══ Data for this exercise ══
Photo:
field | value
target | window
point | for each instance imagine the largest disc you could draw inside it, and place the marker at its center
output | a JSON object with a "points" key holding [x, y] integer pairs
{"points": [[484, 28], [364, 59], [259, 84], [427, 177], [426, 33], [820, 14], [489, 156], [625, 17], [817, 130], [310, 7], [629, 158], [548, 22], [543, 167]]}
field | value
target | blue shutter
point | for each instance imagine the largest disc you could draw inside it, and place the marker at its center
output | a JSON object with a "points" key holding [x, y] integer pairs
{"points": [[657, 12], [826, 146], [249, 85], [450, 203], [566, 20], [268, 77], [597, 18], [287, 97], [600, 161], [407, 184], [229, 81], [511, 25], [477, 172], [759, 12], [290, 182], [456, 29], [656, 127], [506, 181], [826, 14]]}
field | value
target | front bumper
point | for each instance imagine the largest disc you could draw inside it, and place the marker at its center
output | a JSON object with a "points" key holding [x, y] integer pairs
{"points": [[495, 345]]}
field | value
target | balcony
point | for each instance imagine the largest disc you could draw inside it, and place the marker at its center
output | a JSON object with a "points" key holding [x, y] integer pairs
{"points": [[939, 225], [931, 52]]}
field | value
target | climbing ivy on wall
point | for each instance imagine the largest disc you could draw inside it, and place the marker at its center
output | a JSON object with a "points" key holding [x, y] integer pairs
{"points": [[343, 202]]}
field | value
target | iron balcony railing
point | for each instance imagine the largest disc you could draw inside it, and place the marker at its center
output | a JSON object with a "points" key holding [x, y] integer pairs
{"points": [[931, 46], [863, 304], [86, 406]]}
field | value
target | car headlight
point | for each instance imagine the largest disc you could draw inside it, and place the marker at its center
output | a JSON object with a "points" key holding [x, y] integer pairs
═══
> Stated goal: Reproduce all of the data above, line for line, without altering anything.

> Solution:
Photo:
field | value
target | window
point | for each instance imagine the largest disc you could draw inside it, and place the marker at its center
output | a JSON object with a "points" key holding [x, y] integer pairs
{"points": [[484, 28], [364, 59], [259, 84], [427, 177], [426, 33], [820, 14], [489, 156], [625, 17], [817, 130], [310, 7], [629, 158], [548, 22], [543, 167]]}
field | value
target | blue shutter
point | for each instance imagine the largest disc you could draw inside it, and place the marker at its center
output | a JSON object with a "points" key holding [x, y] integer pairs
{"points": [[657, 12], [826, 146], [249, 85], [450, 203], [566, 20], [268, 77], [597, 18], [287, 97], [600, 161], [407, 184], [229, 81], [511, 25], [477, 172], [759, 12], [290, 182], [456, 29], [656, 127], [506, 181], [826, 14]]}
field | value
target | front bumper
point | for each instance imagine the largest disc you could draw inside it, and place the marker at its center
output | a JSON object with a "points" key holding [x, y] integer pairs
{"points": [[495, 345]]}
field | value
target | balcony
point | for each instance imagine the largest disc you could draw inside it, and place the marker at its center
output | a JSON object with a "points" key holding [x, y] integer pairs
{"points": [[939, 225], [931, 52]]}
field | value
target | climbing ivy on wall
point | for each instance imagine the largest disc you could draw inside it, and place the marker at its center
output | a JSON object with a "points" key holding [x, y] integer pairs
{"points": [[343, 202]]}
field | value
target | iron balcony railing
point | for each instance imagine the largest disc you could draw inside it, and place the marker at its center
output | a JSON object with a "points" key holding [x, y] integer pairs
{"points": [[931, 46], [863, 304], [86, 406]]}
field | value
target | car headlight
point | for each instance imagine the largest disc you could draw inside it, and place the marker at its center
output | a JSON object with a "points" key holding [x, y] integer pairs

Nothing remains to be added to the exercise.